Task to complete:
State how many lines of the data below contain the string "integer", treating uppercase and lowercase as different, and give only the number.

===== Records

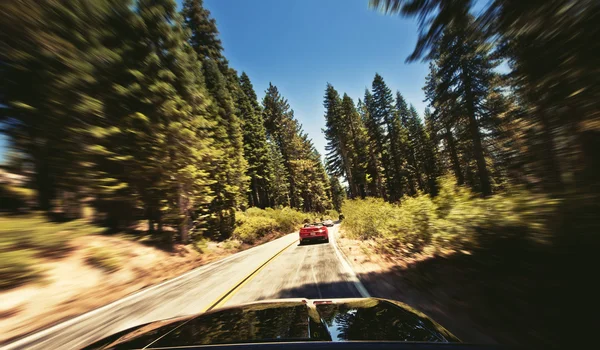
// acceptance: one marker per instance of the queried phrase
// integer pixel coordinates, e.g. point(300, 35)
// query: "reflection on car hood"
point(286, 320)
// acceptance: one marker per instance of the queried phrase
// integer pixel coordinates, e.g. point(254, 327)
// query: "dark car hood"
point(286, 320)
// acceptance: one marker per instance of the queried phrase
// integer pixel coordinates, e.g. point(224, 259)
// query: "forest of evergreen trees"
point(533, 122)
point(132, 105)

==========
===== Records

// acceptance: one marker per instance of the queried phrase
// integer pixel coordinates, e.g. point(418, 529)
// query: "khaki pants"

==========

Answer to this problem:
4